* Work order A
Decide whether each statement agrees with the facility letter below, answering yes or no and quoting the words of the facility letter that settle it: (i) The Borrower may assign the benefits conferred by the Facility Letter. (ii) When the Facility Letter and the Security Documents conflict, the Facility Letter's terms prevail. (iii) The Bank's representatives may view the Borrower's financial records no less often than once a year.
* Work order B
Using the facility letter below, answer each question on its own line, marked as the questions are:
(i) What portion of the Loan(s) may the Bank syndicate?
(ii) Is an existing loan to the Borrower refinanced or modified?
(iii) Must the Borrower pay the legal fees even if no funds are advanced under the Loan(s)?
* Work order C
Reproduce word for word the part of the facility letter below that opens with the words containing "Representatives of the" and closes with "under the Loan(s).".

* Study text

-=-=-=-=-

Representatives of the Bank shall be entitled to attend at the Borrower's
business premises and to view all financial records of the Borrower at any time,
on reasonable notice, and in any event not less frequently than annually in
conjunction with the annual review of the Loan(s).

LEGAL AND OTHER EXPENSES

The Borrower shall pay all reasonable legal fees and disbursements in respect of
the Loan(s), the preparation and issue of the Security Documents, the
enforcement and preservation of the Bank's rights and remedies, and all
reasonable fees and costs relating to appraisals, insurance consultation, credit
reporting and responding to demands of any government or any agency or
department thereof, whether or not the documentation is completed or any funds
are advanced under the Loan(s).

SYNDICATION

The Bank shall have the right to syndicate all or any portion of the Loan(s).

Form 2                                S-9

<PAGE>   19

NON-MERGER AND NON-ASSIGNMENT

This Facility Letter shall, on execution by the Borrower and each Guarantor,
replace all previous facility letters from the Bank to the Borrower with respect
to the Loan(s). Any existing loan to the Borrower shall be modified, not
refinanced, without novation of the Borrower's existing facilities or
obligations, by virtue of the Facility Letter unless otherwise provided in the
Facility Letter. The terms and conditions of the Facility Letter shall not be
merged by and shall survive the execution of the Security Documents. In the
event of a conflict between the terms of this Facility Letter and the terms of
the Security Documents, the terms of this Facility Letter shall prevail. The
benefits conferred by this Facility Letter shall enure to the benefit of the
Bank and its successors and assigns, and may not be assigned by the Borrower.

-=-=-=-=-

* Source material

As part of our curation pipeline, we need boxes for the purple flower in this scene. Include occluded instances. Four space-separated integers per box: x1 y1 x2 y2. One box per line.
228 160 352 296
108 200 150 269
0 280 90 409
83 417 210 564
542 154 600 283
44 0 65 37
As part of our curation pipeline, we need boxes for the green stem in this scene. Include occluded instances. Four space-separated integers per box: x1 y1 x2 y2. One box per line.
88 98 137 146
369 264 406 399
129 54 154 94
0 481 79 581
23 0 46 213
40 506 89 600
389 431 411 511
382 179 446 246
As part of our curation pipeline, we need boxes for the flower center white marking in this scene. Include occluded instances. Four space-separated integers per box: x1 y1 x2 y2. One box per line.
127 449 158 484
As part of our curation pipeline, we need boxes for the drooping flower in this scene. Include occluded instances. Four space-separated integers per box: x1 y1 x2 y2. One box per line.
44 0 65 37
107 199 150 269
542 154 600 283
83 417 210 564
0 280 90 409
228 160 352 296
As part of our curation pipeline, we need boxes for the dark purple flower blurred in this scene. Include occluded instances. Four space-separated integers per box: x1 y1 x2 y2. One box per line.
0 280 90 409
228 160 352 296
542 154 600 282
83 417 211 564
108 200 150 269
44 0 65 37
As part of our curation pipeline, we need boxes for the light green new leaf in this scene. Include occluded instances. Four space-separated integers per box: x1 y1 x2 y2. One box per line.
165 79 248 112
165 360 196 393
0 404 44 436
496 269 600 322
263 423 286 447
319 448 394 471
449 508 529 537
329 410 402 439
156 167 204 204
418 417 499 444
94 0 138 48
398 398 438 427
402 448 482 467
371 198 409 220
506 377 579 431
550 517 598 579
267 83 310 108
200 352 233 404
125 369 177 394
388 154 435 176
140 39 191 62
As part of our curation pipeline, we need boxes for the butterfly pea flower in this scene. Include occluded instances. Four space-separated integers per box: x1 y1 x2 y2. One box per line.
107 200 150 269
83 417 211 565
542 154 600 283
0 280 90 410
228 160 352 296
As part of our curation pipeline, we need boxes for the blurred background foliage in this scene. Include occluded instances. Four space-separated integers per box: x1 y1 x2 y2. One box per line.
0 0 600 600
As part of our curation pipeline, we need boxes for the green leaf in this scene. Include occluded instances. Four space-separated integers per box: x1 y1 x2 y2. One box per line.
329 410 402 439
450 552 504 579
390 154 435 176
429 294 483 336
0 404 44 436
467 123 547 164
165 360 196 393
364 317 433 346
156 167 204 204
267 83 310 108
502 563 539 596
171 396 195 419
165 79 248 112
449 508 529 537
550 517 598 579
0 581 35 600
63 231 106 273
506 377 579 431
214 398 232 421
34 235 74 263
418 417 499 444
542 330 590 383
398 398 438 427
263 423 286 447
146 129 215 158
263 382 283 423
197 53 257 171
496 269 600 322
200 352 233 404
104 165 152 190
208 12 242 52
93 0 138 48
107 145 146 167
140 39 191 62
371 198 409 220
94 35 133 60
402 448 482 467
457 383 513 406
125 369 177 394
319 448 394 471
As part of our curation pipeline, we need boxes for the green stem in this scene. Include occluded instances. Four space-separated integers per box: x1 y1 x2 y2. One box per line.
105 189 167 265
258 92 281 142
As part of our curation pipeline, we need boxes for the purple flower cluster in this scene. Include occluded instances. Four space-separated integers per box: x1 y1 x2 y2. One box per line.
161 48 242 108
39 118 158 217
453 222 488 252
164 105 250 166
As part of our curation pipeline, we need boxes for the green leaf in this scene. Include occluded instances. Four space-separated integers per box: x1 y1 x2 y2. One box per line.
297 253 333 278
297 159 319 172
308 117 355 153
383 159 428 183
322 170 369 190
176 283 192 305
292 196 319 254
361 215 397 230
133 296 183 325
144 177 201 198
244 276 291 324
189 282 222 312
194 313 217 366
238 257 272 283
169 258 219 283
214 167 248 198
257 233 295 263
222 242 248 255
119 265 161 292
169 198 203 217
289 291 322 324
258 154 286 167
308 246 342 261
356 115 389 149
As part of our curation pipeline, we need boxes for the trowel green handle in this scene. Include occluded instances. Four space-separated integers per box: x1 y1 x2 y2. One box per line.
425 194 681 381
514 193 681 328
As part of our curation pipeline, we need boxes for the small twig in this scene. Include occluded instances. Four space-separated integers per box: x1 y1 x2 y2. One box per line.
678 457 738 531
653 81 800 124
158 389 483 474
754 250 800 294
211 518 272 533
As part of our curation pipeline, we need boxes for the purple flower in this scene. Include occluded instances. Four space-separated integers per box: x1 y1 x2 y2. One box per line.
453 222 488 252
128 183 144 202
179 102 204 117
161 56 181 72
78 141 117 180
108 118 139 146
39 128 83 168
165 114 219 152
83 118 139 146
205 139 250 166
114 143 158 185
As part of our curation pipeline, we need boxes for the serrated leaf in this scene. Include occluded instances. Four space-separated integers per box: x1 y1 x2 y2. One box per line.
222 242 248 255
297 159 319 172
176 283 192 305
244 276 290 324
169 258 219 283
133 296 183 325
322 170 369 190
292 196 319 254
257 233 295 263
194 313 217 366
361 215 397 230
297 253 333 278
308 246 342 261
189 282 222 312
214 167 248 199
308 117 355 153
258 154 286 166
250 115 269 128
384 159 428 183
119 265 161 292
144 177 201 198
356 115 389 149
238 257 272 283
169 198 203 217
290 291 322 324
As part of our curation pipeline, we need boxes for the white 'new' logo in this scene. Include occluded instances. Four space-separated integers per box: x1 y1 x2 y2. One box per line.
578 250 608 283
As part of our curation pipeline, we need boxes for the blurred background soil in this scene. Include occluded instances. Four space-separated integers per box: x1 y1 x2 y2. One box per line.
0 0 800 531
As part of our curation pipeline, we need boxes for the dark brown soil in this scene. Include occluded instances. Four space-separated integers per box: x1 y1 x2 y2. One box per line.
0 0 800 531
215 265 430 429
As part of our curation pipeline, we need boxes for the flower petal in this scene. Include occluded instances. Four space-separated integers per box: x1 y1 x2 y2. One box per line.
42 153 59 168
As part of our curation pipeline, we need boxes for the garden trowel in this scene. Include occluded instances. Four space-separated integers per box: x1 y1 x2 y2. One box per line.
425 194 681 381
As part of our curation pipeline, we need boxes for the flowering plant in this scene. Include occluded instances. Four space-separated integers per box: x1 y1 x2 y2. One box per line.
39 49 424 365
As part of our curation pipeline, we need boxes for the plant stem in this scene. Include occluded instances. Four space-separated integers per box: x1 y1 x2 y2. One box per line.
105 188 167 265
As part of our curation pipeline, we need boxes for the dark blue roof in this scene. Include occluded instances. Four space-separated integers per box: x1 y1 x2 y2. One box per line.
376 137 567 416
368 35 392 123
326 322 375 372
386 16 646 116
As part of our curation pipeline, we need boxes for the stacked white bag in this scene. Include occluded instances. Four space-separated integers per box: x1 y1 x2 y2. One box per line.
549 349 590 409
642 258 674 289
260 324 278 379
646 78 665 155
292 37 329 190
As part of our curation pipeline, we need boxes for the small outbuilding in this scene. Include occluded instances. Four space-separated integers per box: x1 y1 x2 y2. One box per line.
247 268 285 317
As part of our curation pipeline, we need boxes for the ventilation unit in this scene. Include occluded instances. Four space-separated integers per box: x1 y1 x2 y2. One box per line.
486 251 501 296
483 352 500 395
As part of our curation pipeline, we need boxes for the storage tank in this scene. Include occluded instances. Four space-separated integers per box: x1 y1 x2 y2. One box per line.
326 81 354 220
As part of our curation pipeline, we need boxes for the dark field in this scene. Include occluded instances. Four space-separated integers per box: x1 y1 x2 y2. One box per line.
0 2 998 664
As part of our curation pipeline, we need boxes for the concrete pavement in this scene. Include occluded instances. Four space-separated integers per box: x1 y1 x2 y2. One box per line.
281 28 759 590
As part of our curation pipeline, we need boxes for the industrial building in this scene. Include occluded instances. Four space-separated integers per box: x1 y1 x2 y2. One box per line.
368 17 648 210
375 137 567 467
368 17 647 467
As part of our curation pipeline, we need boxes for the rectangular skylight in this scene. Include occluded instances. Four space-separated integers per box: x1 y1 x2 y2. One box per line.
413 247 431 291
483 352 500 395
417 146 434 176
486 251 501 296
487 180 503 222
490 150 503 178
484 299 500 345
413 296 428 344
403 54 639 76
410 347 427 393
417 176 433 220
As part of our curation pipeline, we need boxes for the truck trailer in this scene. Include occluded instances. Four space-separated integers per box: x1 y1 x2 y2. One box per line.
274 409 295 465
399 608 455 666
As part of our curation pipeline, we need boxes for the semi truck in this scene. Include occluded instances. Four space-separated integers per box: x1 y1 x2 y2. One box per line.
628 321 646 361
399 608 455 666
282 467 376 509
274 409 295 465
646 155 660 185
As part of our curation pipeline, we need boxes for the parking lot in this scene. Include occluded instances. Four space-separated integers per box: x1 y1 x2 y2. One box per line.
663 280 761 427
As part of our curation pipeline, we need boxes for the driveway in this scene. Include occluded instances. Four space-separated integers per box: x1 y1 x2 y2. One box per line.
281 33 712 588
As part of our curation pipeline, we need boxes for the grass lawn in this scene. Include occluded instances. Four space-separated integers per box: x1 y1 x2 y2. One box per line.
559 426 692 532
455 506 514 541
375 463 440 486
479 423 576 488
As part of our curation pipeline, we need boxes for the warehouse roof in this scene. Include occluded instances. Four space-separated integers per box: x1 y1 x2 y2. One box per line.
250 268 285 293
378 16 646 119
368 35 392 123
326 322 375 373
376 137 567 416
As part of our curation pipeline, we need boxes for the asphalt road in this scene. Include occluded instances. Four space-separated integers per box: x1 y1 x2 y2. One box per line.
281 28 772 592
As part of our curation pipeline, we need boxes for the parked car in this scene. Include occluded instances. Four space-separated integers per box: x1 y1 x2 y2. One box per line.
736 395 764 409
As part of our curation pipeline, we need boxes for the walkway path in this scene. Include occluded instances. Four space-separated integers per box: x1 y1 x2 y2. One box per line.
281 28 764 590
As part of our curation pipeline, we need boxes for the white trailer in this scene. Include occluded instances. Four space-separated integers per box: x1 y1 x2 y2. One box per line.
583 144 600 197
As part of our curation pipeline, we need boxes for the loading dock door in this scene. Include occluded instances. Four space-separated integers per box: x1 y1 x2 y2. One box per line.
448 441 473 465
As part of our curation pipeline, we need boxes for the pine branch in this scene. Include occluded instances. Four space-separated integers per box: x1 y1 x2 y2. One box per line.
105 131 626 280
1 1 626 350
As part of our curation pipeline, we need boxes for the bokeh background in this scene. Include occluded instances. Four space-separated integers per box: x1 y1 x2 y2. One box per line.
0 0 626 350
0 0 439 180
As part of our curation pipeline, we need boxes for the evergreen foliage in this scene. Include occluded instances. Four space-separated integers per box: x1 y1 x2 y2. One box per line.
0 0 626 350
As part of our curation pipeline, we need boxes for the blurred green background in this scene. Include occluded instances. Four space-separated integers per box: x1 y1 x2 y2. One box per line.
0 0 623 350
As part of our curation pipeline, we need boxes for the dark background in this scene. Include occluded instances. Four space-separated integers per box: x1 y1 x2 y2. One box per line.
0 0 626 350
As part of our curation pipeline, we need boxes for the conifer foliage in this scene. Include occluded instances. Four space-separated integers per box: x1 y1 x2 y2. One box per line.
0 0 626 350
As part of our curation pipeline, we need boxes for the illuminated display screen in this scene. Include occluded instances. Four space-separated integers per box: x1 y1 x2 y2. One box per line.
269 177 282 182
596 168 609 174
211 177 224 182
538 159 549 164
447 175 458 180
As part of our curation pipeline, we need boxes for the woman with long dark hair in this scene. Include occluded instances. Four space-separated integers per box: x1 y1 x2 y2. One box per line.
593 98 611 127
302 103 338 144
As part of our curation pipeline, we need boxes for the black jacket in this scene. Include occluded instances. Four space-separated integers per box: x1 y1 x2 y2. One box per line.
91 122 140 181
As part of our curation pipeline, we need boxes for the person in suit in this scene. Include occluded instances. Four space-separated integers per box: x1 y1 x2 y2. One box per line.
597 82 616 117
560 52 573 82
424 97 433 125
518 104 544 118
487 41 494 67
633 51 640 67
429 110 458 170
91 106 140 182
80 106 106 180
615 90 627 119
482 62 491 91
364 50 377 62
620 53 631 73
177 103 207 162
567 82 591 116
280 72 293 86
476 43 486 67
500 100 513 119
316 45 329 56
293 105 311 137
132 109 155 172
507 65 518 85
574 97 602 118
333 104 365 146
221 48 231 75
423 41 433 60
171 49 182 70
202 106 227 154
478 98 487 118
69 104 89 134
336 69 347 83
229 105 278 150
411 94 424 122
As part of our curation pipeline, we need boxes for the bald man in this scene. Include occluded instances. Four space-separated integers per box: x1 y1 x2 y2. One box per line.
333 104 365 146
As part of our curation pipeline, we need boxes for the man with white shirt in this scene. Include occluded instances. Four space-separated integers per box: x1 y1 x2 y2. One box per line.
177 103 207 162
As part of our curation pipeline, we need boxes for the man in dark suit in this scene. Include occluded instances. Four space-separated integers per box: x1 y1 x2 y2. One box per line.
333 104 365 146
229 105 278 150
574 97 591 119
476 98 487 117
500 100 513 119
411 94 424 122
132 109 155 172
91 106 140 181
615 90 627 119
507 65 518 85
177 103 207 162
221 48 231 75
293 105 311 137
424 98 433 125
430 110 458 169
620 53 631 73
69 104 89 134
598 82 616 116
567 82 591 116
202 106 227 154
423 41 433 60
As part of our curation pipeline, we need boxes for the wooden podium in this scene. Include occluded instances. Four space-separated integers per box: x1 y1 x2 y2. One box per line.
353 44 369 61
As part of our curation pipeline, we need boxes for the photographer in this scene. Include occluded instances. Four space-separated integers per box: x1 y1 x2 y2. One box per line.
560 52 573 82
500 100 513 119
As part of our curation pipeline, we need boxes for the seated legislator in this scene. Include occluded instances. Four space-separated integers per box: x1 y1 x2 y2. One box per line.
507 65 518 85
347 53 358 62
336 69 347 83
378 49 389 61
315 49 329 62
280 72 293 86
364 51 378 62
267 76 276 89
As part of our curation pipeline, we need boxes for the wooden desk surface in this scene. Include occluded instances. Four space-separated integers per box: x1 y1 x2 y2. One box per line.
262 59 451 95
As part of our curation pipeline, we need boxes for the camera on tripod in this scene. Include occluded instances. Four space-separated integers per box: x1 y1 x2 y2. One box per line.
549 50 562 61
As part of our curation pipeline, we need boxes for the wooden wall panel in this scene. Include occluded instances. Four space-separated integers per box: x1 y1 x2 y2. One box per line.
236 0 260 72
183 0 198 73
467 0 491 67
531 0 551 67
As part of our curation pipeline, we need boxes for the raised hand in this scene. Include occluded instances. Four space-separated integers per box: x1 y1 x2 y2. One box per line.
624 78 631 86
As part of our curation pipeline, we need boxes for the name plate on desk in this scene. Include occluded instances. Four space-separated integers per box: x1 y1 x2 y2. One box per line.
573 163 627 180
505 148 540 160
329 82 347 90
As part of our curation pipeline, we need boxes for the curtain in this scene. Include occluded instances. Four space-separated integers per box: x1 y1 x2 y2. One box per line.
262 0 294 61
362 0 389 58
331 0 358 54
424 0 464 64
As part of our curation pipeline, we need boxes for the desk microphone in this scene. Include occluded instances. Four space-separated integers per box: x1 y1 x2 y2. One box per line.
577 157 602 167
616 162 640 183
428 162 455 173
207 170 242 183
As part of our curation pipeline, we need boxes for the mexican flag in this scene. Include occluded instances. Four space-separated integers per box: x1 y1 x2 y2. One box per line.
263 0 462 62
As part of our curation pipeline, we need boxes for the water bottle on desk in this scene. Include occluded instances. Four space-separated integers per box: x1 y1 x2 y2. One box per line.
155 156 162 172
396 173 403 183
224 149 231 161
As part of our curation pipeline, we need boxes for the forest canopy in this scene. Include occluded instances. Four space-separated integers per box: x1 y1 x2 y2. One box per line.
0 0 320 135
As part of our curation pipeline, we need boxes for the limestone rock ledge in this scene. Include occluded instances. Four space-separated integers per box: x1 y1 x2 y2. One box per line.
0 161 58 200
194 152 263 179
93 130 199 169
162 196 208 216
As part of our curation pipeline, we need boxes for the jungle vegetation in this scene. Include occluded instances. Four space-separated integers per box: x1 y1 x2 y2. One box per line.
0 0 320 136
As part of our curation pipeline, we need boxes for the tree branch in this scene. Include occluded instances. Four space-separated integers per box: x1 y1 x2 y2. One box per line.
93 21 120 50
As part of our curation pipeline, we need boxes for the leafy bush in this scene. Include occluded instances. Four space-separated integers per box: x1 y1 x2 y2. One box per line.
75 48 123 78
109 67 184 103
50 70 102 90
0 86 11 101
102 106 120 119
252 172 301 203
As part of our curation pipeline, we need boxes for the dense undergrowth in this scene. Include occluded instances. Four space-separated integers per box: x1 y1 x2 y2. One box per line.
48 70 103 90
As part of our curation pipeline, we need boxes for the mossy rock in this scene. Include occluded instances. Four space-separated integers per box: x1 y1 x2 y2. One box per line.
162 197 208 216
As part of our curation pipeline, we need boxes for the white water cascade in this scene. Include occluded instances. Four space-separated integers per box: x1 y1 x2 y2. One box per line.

-=-=-=-=-

* Written reply A
(i) No: "may not be assigned by the Borrower"
(ii) Yes: "the terms of this Facility Letter shall prevail"
(iii) Yes: "in any event not less frequently than annually"

* Written reply B
(i) All or any portion.
(ii) It is modified, not refinanced.
(iii) Yes.

* Written reply C
Representatives of the Bank shall be entitled to attend at the Borrower's
business premises and to view all financial records of the Borrower at any time,
on reasonable notice, and in any event not less frequently than annually in
conjunction with the annual review of the Loan(s).

LEGAL AND OTHER EXPENSES

The Borrower shall pay all reasonable legal fees and disbursements in respect of
the Loan(s), the preparation and issue of the Security Documents, the
enforcement and preservation of the Bank's rights and remedies, and all
reasonable fees and costs relating to appraisals, insurance consultation, credit
reporting and responding to demands of any government or any agency or
department thereof, whether or not the documentation is completed or any funds
are advanced under the Loan(s).